* EXERCISE DESCRIPTION *
Treat the line containing "Please place a dot on the wrist, one" as the first line and the final line of the material below as the last; reproduce that range exactly.
start RECORDS SUPPLIED
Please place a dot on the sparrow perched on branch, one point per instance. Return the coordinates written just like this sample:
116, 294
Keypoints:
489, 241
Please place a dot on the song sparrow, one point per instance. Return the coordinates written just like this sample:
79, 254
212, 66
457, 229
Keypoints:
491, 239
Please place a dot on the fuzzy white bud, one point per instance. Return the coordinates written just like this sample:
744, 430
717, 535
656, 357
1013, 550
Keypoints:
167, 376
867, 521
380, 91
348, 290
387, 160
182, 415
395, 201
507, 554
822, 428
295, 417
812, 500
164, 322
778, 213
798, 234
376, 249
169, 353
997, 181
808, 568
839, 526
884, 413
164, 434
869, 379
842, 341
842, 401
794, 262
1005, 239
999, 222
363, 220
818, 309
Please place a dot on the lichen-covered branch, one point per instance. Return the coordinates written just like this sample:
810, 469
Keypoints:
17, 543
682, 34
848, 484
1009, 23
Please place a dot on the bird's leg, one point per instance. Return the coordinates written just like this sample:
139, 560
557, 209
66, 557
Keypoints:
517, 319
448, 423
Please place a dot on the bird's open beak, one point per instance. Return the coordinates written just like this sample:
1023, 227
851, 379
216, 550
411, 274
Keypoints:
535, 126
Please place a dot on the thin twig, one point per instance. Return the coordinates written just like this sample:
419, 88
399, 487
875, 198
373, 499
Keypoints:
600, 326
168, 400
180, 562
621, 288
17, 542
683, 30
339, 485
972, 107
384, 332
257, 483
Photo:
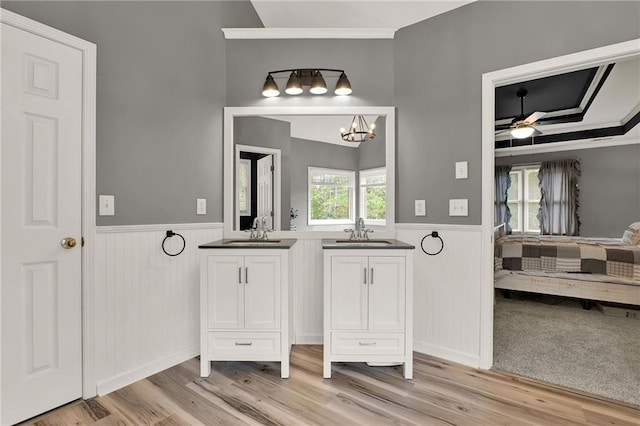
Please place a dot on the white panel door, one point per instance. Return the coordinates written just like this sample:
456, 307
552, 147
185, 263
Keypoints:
349, 292
262, 292
265, 189
225, 291
387, 293
41, 205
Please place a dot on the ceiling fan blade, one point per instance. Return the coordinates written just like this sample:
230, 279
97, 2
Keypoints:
535, 117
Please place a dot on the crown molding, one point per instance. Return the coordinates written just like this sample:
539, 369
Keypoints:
307, 33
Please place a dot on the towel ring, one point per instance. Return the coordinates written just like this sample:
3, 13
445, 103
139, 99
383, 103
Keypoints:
169, 235
434, 234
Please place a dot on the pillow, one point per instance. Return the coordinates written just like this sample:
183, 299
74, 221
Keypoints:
632, 234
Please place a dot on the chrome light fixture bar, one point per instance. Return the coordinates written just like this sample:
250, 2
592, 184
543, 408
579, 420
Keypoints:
301, 77
359, 130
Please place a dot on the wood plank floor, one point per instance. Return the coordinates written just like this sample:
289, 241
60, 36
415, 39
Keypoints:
442, 393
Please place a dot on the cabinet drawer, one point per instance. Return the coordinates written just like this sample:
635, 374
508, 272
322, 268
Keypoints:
367, 343
243, 346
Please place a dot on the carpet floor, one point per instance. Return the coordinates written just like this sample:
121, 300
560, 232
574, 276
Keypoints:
554, 340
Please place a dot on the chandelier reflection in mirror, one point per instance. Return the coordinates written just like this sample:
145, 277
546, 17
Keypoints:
311, 77
359, 130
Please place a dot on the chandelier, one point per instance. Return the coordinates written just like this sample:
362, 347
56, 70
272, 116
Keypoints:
359, 130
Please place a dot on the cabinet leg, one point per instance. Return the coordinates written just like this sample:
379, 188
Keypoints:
205, 368
326, 369
408, 369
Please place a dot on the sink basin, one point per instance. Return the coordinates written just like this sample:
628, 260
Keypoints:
368, 243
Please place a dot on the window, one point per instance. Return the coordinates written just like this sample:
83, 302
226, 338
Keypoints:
331, 196
523, 199
244, 187
373, 195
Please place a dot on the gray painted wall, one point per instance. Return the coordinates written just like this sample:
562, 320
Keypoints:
161, 88
269, 133
609, 186
372, 154
315, 154
438, 69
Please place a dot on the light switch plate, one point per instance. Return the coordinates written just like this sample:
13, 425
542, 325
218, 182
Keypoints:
462, 170
201, 206
459, 207
106, 205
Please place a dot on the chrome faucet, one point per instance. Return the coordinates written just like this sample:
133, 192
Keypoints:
361, 232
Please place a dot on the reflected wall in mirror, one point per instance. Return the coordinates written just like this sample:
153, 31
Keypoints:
318, 182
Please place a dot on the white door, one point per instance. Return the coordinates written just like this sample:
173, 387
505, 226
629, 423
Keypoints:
262, 292
349, 289
41, 205
386, 293
225, 291
265, 189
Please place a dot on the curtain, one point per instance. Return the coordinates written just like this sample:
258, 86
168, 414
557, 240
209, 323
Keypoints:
558, 213
501, 212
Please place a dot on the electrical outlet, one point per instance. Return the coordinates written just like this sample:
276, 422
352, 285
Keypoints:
201, 206
106, 205
459, 207
462, 170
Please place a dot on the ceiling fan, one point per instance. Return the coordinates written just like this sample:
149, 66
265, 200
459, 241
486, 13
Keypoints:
522, 126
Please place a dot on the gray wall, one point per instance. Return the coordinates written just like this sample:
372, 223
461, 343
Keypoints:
609, 186
438, 68
367, 63
160, 92
269, 133
372, 154
315, 154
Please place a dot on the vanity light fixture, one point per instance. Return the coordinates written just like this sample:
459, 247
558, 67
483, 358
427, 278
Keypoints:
311, 77
359, 130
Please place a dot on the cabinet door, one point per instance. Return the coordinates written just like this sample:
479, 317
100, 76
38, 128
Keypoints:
262, 292
349, 292
386, 293
225, 292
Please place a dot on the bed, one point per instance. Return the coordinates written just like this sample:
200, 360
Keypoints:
604, 269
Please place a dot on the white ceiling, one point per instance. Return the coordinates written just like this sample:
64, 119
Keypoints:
349, 14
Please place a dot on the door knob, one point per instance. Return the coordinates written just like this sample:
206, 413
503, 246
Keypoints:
68, 242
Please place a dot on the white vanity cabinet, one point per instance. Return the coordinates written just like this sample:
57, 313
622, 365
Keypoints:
245, 305
368, 296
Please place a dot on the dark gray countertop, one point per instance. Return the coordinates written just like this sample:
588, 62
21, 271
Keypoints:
238, 243
381, 244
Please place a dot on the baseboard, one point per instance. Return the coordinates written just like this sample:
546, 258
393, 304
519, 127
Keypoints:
448, 354
107, 386
309, 339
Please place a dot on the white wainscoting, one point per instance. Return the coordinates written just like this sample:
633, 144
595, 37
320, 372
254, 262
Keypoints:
146, 303
446, 291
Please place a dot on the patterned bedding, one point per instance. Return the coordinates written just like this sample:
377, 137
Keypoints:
604, 256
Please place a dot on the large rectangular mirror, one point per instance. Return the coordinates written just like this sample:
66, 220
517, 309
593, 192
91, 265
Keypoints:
291, 166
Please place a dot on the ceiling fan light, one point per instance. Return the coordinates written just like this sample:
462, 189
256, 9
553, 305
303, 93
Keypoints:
522, 132
270, 88
294, 86
343, 86
318, 85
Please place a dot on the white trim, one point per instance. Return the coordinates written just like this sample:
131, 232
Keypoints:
113, 229
470, 360
309, 339
106, 386
567, 146
490, 81
437, 226
89, 55
228, 153
307, 33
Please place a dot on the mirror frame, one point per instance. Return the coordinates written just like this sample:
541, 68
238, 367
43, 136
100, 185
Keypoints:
229, 160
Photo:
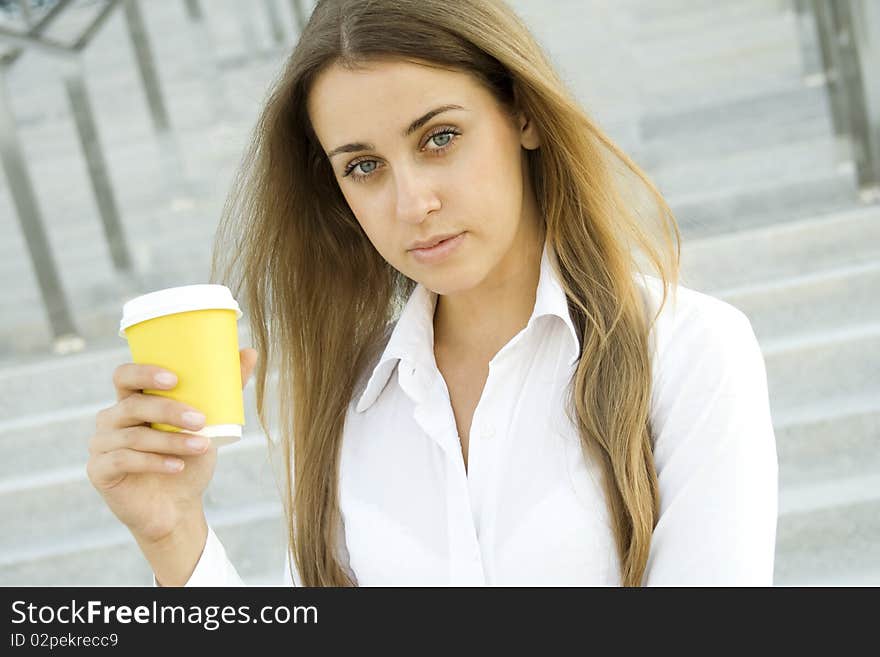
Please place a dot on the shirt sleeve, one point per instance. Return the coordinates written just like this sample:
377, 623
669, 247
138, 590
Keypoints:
213, 568
715, 455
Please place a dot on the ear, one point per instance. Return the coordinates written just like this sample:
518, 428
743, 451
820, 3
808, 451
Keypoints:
528, 134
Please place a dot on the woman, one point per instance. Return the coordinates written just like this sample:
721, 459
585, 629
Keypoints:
519, 404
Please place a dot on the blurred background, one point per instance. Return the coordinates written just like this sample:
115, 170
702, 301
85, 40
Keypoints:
123, 121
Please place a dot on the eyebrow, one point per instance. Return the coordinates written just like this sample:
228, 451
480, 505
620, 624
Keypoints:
415, 125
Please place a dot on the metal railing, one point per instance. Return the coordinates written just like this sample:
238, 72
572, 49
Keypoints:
34, 18
841, 48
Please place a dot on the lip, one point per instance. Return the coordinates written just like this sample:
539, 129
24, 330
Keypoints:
433, 241
439, 251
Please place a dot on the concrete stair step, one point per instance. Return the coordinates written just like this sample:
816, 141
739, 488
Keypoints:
685, 15
57, 439
253, 535
827, 300
829, 442
824, 368
748, 117
676, 150
73, 380
752, 166
814, 244
712, 212
67, 504
834, 544
753, 40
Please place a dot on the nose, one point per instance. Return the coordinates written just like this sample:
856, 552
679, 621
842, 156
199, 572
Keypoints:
415, 195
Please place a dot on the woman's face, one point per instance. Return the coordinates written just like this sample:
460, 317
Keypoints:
412, 173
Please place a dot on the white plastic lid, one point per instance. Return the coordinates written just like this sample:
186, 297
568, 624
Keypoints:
176, 300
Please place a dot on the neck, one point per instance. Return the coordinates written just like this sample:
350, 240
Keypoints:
477, 323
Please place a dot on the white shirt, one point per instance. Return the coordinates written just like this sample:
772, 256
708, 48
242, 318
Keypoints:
530, 509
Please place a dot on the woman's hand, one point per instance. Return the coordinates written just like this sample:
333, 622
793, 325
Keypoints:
152, 480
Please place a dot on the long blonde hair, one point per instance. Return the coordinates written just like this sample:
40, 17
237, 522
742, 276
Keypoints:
320, 298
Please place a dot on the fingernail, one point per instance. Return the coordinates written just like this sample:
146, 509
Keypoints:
173, 464
165, 379
197, 444
193, 420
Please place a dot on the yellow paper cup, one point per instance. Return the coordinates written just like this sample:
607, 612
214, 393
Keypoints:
192, 331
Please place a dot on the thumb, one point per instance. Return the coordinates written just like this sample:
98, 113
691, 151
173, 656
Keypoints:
248, 357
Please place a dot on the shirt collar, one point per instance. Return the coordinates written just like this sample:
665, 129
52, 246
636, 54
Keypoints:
412, 339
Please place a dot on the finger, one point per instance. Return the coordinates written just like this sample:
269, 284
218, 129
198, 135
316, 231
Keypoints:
140, 408
130, 378
249, 358
145, 439
109, 468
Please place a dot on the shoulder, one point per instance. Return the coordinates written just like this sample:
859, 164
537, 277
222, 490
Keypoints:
374, 356
693, 328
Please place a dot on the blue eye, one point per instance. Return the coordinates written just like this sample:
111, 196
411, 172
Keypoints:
449, 133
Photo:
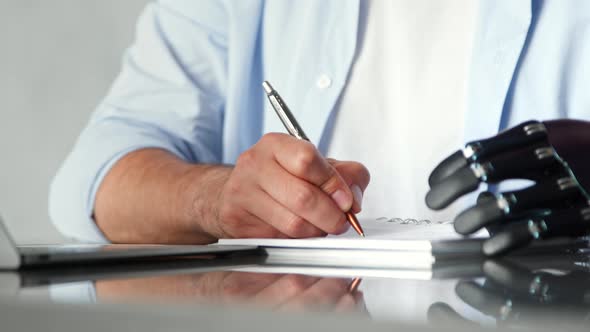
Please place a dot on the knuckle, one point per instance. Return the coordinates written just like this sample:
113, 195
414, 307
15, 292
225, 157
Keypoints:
304, 159
247, 159
233, 188
296, 227
304, 198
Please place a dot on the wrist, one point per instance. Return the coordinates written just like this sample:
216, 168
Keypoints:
200, 189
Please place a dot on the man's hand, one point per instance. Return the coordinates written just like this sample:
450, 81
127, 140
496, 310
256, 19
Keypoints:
283, 187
end RECORDS SUPPLIED
* EXERCISE ANSWER *
Please place a dot on the wrist, one point per instance. Return the coordinates written just like this sample:
216, 168
Keypoints:
200, 189
Please place a dot on the man's hand, one point per instance. Return the coordinates written just like this sample:
450, 81
127, 140
496, 310
256, 19
Keypoints:
283, 187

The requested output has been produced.